When a line in the entries contains the word "rock", copy that line in full.

[[ SUPPLIED RECORDS open ]]

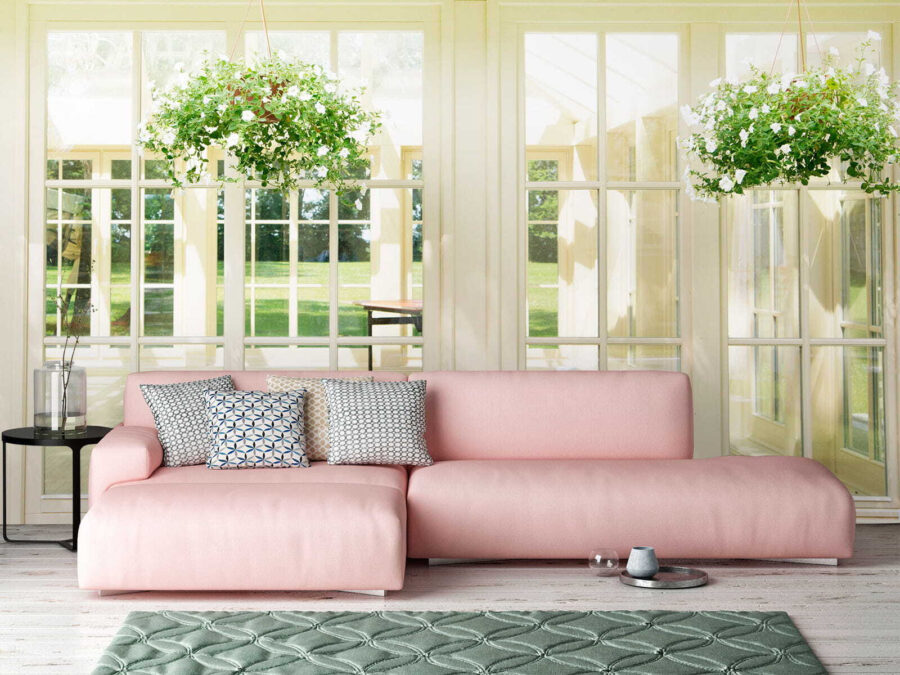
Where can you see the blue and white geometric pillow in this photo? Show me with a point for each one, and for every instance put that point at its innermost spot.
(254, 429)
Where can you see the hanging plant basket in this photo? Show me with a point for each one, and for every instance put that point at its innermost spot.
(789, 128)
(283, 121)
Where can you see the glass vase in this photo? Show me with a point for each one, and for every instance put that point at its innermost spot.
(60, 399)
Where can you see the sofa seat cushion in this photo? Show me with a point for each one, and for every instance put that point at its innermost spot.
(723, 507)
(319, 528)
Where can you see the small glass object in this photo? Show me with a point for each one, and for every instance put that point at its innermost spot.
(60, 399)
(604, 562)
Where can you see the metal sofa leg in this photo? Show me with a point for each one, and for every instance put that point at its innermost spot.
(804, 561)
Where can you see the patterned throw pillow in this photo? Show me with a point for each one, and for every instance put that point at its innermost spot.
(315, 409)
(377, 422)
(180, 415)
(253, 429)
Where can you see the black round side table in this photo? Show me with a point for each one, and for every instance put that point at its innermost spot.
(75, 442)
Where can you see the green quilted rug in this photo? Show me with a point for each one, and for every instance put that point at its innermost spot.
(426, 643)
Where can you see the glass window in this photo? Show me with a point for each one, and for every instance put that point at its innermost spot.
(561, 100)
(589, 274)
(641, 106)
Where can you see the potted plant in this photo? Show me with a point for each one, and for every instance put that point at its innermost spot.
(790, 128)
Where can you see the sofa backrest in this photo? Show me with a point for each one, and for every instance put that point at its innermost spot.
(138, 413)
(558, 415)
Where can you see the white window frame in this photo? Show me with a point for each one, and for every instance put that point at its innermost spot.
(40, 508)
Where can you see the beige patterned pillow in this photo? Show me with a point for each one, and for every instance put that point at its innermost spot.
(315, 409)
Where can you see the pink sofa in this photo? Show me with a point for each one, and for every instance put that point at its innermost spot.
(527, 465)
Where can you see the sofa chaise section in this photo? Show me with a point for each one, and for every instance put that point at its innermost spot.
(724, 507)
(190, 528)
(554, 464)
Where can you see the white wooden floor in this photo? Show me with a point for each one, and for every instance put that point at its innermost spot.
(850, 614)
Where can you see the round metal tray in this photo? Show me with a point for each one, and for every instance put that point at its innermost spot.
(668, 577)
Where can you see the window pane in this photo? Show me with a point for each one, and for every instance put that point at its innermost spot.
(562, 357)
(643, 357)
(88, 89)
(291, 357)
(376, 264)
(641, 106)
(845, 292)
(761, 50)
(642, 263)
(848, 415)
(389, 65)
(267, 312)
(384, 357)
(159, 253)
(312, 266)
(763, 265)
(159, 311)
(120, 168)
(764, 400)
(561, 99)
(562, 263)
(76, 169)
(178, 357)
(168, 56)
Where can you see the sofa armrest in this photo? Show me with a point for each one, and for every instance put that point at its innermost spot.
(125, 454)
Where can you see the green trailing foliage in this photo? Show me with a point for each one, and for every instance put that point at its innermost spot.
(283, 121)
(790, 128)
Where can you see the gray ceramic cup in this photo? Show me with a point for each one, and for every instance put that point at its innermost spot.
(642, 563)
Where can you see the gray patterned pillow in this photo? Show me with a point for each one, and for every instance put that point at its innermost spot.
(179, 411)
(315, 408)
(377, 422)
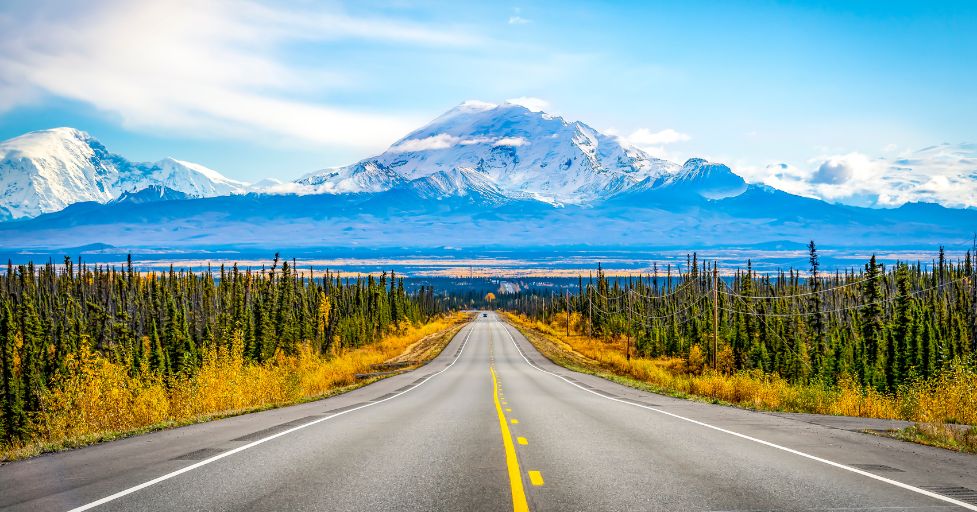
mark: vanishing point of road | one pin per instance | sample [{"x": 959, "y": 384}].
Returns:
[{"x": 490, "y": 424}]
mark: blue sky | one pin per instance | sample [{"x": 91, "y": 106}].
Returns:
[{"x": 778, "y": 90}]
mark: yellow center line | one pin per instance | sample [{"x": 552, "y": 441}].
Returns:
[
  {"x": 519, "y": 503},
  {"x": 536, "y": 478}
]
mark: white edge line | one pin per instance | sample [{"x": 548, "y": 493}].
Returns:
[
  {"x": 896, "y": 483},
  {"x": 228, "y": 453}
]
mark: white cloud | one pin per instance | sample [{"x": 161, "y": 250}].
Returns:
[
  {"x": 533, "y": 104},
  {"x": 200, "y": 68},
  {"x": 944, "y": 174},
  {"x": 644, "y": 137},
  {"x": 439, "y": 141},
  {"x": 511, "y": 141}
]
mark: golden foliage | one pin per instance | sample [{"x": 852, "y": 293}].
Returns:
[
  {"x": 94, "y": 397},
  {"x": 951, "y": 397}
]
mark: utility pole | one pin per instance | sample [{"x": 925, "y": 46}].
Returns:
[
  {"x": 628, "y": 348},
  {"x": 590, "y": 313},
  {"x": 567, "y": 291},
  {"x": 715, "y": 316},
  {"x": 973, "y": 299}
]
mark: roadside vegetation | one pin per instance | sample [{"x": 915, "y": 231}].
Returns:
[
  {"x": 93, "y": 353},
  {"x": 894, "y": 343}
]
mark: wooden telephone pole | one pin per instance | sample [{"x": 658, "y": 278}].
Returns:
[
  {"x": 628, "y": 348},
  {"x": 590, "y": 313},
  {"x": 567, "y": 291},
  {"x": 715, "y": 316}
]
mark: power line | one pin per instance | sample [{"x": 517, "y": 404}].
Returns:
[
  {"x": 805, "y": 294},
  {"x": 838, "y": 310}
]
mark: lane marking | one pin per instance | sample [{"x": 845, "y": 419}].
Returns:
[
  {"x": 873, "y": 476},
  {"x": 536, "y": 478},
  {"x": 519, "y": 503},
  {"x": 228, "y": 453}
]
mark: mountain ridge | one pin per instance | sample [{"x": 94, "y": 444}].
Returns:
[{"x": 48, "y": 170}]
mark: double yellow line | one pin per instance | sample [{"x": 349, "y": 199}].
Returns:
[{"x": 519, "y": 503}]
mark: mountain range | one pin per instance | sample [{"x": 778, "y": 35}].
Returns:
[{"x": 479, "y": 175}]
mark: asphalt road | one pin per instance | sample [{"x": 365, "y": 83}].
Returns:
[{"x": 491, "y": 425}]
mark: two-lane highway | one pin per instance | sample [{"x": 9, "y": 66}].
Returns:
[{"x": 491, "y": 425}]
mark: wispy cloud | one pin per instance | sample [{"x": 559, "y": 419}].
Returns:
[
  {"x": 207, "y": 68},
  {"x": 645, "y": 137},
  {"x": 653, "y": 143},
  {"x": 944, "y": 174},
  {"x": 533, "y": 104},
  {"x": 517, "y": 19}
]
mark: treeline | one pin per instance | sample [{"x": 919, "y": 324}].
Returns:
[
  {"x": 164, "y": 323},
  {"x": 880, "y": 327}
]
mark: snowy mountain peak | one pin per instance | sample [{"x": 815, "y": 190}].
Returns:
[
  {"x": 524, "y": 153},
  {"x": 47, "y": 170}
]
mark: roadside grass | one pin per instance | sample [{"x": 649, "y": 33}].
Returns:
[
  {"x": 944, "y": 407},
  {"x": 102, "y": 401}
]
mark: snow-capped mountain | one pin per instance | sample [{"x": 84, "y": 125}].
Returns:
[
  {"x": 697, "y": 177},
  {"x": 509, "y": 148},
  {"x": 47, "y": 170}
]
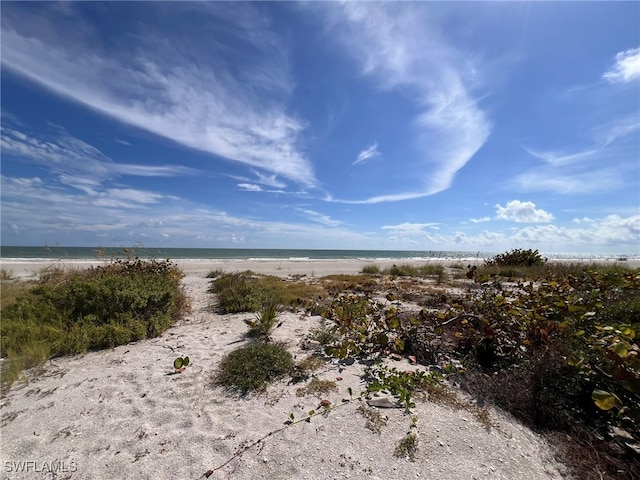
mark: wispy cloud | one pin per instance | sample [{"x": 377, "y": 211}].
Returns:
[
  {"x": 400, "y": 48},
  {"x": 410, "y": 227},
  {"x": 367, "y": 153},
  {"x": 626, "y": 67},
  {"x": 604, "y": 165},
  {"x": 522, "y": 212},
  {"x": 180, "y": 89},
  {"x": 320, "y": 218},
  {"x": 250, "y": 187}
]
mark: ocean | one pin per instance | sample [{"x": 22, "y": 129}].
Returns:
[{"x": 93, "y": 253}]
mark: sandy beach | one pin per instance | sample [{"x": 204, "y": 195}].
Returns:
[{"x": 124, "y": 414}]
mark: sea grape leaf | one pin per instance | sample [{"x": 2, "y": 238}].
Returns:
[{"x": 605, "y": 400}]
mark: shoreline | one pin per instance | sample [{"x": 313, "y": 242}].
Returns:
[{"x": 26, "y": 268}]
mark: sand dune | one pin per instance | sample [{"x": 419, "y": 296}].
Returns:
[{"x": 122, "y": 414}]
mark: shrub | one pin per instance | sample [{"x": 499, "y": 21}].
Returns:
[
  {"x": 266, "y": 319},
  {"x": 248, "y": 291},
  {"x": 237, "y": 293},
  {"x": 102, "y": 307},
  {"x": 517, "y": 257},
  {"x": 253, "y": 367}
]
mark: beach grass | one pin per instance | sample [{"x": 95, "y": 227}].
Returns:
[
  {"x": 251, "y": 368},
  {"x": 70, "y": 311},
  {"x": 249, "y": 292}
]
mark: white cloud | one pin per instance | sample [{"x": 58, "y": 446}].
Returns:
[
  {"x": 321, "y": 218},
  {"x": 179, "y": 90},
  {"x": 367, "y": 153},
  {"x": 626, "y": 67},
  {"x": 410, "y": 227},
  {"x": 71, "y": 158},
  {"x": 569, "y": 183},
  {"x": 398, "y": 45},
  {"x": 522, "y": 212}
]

[[ SUPPLIED RECORDS closed ]]
[[ SUPPLIED RECORDS open ]]

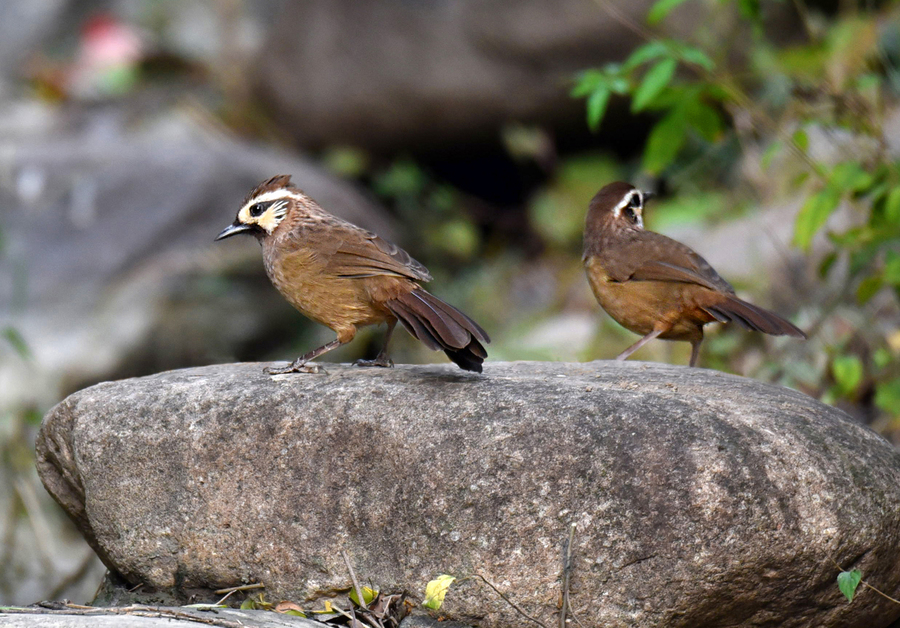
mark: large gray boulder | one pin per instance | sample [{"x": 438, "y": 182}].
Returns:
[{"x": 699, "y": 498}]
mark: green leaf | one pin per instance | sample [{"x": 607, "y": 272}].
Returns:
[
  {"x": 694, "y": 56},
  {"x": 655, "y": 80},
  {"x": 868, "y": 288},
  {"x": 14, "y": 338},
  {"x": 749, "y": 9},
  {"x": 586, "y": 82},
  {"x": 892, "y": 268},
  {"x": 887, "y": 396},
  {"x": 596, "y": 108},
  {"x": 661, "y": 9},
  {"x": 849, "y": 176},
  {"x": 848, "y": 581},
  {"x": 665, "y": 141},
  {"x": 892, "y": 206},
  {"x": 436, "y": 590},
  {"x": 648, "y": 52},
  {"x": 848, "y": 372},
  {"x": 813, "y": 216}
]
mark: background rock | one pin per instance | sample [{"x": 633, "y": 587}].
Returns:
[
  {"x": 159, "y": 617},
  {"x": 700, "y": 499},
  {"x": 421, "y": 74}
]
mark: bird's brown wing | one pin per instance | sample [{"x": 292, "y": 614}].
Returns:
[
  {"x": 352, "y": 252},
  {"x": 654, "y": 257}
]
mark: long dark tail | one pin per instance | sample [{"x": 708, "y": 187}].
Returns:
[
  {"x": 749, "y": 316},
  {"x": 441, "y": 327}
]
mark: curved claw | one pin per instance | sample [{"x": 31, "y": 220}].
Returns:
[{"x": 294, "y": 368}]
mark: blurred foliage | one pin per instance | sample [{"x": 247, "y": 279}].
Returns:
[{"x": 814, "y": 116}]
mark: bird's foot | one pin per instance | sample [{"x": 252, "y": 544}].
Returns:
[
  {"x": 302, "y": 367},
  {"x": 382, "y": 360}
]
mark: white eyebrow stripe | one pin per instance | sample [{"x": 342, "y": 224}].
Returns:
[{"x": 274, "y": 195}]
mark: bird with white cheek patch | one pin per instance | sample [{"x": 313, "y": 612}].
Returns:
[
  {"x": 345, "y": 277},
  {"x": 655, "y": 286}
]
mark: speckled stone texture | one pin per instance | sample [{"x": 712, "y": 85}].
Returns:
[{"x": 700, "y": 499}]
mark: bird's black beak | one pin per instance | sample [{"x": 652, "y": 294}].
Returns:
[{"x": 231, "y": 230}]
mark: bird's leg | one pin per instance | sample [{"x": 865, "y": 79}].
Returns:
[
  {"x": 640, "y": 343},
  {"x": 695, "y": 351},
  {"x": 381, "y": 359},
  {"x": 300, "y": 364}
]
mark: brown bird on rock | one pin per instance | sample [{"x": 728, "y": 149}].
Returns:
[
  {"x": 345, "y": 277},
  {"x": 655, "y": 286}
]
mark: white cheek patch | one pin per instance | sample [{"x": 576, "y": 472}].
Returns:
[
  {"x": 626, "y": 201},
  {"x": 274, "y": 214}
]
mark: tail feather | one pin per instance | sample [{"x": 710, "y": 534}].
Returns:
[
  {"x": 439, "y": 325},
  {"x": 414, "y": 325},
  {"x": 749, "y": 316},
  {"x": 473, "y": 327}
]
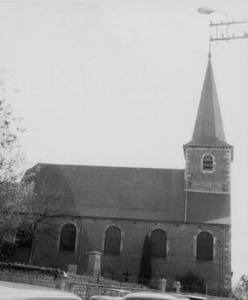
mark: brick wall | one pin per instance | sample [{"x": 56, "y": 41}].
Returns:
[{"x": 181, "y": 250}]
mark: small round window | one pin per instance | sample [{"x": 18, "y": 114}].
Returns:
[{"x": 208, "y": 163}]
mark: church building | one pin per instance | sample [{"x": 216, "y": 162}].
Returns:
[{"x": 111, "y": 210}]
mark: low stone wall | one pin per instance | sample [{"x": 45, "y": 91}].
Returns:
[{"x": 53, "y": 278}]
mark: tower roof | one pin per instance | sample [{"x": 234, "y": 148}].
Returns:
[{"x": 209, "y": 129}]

[[ SUPPLIED RECORDS closed ]]

▶ [SOLVED EXERCISE]
mark: background rock | one pin per instance | sample [{"x": 633, "y": 587}].
mark: brown bird on rock | one pin per instance | sample [{"x": 728, "y": 149}].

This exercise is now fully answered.